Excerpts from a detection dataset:
>> START

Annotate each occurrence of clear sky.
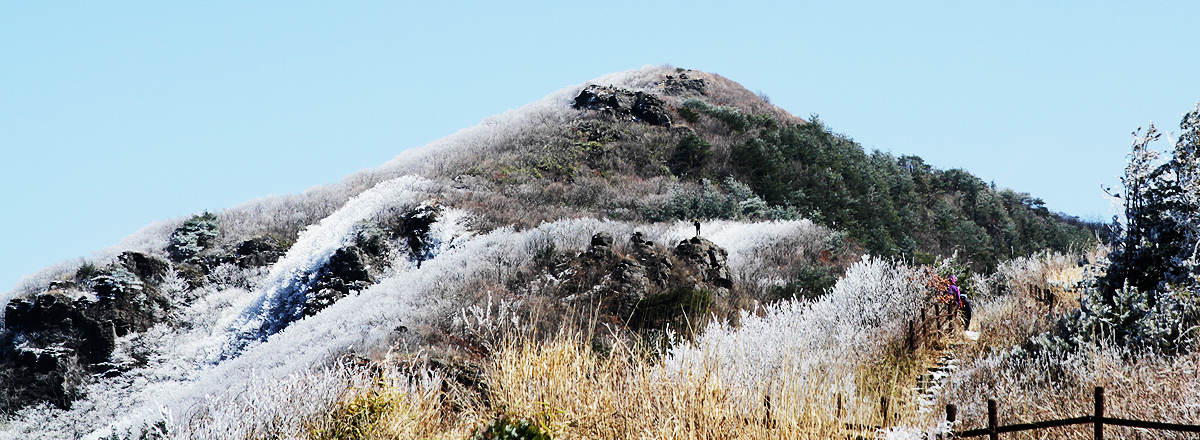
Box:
[0,0,1200,291]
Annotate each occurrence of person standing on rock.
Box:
[946,275,971,331]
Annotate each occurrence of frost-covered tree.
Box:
[1057,104,1200,351]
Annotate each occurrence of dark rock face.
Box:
[674,236,733,289]
[304,245,380,317]
[304,204,442,317]
[662,72,708,95]
[523,233,733,330]
[572,85,671,127]
[0,252,173,412]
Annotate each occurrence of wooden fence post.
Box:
[937,403,959,439]
[988,399,1000,440]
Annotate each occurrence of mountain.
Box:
[0,67,1096,438]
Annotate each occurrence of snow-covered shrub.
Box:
[1043,104,1200,352]
[169,212,221,261]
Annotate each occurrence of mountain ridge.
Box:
[0,67,1091,435]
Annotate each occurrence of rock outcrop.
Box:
[516,233,733,329]
[662,72,708,95]
[572,85,671,127]
[674,236,733,289]
[0,252,173,411]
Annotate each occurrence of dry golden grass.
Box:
[308,321,955,439]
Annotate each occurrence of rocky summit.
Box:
[0,67,1093,439]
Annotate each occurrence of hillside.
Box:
[0,67,1097,438]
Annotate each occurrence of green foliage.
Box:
[533,241,558,267]
[1038,104,1200,352]
[629,287,713,329]
[168,212,221,261]
[101,420,169,440]
[308,384,396,440]
[677,100,776,132]
[470,416,552,440]
[731,116,1094,271]
[644,176,800,222]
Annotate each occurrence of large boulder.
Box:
[572,85,671,127]
[662,72,708,95]
[674,236,733,289]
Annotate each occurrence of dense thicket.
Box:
[679,101,1098,270]
[1040,106,1200,352]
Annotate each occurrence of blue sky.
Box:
[0,1,1200,291]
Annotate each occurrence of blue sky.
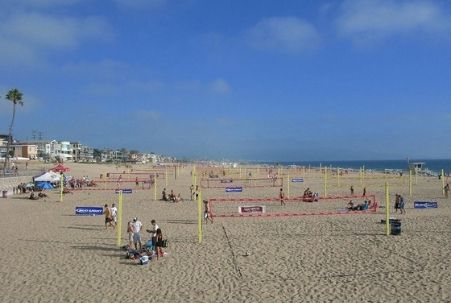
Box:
[0,0,451,161]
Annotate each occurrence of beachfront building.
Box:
[11,143,38,160]
[45,140,73,161]
[0,134,8,158]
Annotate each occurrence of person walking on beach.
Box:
[147,219,160,249]
[155,228,164,260]
[132,218,143,250]
[395,194,400,213]
[398,195,406,214]
[279,188,285,205]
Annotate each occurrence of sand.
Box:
[0,163,451,302]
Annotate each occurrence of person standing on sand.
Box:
[398,195,406,214]
[279,188,285,205]
[395,194,400,213]
[111,203,117,227]
[155,228,164,260]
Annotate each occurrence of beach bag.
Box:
[146,240,154,249]
[139,256,150,265]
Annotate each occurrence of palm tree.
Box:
[3,88,23,176]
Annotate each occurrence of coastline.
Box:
[0,163,451,302]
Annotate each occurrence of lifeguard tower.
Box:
[409,162,426,175]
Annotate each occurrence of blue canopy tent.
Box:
[36,181,53,189]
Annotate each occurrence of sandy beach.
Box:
[0,163,451,303]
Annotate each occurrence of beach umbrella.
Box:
[36,182,53,189]
[51,164,70,173]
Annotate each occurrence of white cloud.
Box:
[61,59,131,81]
[0,12,112,62]
[245,17,320,52]
[114,0,168,9]
[210,79,230,94]
[133,110,161,121]
[0,0,83,7]
[337,0,451,40]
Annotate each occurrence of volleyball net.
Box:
[200,178,283,188]
[208,195,378,219]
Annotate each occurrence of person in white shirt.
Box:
[147,220,160,249]
[110,203,117,226]
[132,218,143,250]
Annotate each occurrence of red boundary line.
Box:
[210,209,377,219]
[68,187,151,191]
[208,195,378,220]
[209,195,376,202]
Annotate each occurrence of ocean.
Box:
[259,159,451,174]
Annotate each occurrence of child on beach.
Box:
[203,200,213,224]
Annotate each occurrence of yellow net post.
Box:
[385,182,390,236]
[324,166,327,197]
[197,192,202,244]
[116,190,122,247]
[362,165,365,186]
[60,174,64,202]
[153,174,157,201]
[409,169,412,197]
[164,166,168,187]
[287,173,290,198]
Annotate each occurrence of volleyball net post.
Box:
[197,192,202,244]
[385,182,390,236]
[153,175,157,201]
[60,174,64,202]
[116,190,122,247]
[324,166,327,197]
[287,172,290,198]
[409,169,412,197]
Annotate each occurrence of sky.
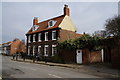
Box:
[0,2,118,43]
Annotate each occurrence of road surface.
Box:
[2,56,99,78]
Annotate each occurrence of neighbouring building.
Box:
[26,5,80,56]
[1,39,26,55]
[26,5,101,63]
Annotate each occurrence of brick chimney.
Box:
[64,4,70,16]
[33,17,38,25]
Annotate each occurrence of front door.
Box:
[76,50,82,64]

>> END

** GIVEN REQUEST **
Copy the records above verbatim, from the line containing "Annotate each occurrence of snow-covered" through the line containing "[0,67,1091,435]", including both of those lines.

** WORKED SOLUTION **
Annotate each occurrence of snow-covered shrub.
Box:
[1043,104,1200,352]
[169,212,221,261]
Annotate each occurrence of mountain ridge.
Box:
[0,67,1091,435]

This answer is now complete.